:: Problem details ::
Turn the records into a JSON list of strings with one string per line, skipping blank lines. Begin at the first line of the records and stop after the line that contains "70, 229, 640, 426".

:: Excerpts of labeled region data ::
★ ★ ★ ★
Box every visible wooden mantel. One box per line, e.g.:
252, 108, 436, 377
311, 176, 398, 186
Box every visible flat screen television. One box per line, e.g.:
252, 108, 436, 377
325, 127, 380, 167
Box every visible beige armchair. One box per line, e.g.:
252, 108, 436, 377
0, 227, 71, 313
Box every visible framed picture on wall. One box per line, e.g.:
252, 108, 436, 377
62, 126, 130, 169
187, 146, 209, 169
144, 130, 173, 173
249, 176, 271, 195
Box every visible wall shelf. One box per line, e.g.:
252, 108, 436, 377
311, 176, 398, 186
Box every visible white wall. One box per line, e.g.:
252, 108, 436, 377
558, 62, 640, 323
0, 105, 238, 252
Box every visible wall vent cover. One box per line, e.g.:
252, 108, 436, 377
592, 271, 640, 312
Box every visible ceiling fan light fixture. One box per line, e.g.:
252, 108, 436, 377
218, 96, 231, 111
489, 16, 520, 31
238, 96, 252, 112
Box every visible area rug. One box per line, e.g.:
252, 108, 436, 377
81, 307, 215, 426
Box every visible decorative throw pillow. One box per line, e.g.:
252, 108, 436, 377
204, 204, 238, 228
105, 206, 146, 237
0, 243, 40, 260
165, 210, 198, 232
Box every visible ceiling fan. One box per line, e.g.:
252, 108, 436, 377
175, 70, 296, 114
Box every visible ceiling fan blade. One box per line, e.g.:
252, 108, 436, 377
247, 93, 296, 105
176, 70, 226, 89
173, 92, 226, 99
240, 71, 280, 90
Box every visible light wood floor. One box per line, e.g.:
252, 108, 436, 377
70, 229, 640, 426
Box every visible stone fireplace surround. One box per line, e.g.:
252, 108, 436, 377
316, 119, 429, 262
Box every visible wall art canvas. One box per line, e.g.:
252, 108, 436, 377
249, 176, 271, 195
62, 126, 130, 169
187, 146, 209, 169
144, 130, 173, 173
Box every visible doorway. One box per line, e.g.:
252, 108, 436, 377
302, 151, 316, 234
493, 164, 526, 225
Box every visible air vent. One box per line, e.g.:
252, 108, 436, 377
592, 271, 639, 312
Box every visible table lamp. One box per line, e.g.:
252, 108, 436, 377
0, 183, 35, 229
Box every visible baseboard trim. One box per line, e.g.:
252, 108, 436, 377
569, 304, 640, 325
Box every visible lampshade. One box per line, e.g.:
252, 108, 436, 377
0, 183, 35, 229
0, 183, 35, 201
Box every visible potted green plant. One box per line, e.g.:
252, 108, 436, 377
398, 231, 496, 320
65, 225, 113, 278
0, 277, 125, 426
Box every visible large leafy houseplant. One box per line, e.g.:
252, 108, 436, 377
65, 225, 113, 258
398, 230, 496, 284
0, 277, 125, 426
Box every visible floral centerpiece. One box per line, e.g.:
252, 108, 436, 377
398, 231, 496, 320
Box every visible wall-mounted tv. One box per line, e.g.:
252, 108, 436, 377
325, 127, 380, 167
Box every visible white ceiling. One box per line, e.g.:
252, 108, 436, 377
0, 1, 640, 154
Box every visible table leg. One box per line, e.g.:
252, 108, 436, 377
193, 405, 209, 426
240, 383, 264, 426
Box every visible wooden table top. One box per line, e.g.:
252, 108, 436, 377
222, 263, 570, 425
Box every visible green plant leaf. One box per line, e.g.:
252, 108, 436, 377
★ ★ ★ ★
:: Answer in full ::
[
  "Box every visible wooden mantel. One box per line, e.g.:",
  "252, 108, 436, 377",
  "311, 176, 398, 186",
  "Box every visible flat screen television. One box per line, e.g.:",
  "252, 108, 436, 377",
  "325, 127, 380, 167",
  "Box every visible beige armchair. One box per line, e.g.:",
  "252, 108, 436, 377",
  "0, 227, 71, 313",
  "Box every visible framed picture on wall. One box per line, e.g.:",
  "252, 108, 436, 377",
  "62, 126, 130, 169",
  "187, 146, 209, 169",
  "144, 130, 173, 173",
  "249, 176, 271, 195",
  "Box every visible wall shelf. One box per line, e.g.:",
  "252, 108, 436, 377",
  "311, 176, 398, 186",
  "Box every visible white wall. One box per line, e.g.:",
  "252, 108, 436, 377",
  "558, 62, 640, 323",
  "0, 105, 238, 252",
  "Box every visible wall vent cover. One box per line, e.g.:",
  "252, 108, 436, 377",
  "592, 271, 640, 312",
  "Box every visible ceiling fan light fixture. One box per line, e.g.:",
  "252, 108, 436, 377",
  "218, 96, 231, 111",
  "489, 16, 520, 31",
  "238, 96, 252, 112",
  "Box every visible area rug. One box per line, e.g.:",
  "252, 108, 436, 377",
  "81, 307, 215, 426",
  "Box every visible decorative throw pillow. One box per line, e.g.:",
  "252, 108, 436, 377",
  "204, 204, 238, 228",
  "105, 206, 146, 237",
  "0, 243, 40, 260",
  "165, 210, 198, 232",
  "Box every visible ceiling fan. One box per line, e.g.:",
  "252, 108, 436, 377",
  "175, 70, 296, 114",
  "Box every visible ceiling fan blade. One box per line, e.g.:",
  "252, 108, 436, 377",
  "247, 93, 296, 105",
  "176, 70, 226, 89",
  "173, 92, 226, 99",
  "240, 71, 280, 90",
  "Box every visible light wood floor. One box per line, e.g.:",
  "252, 108, 436, 377",
  "70, 229, 640, 426"
]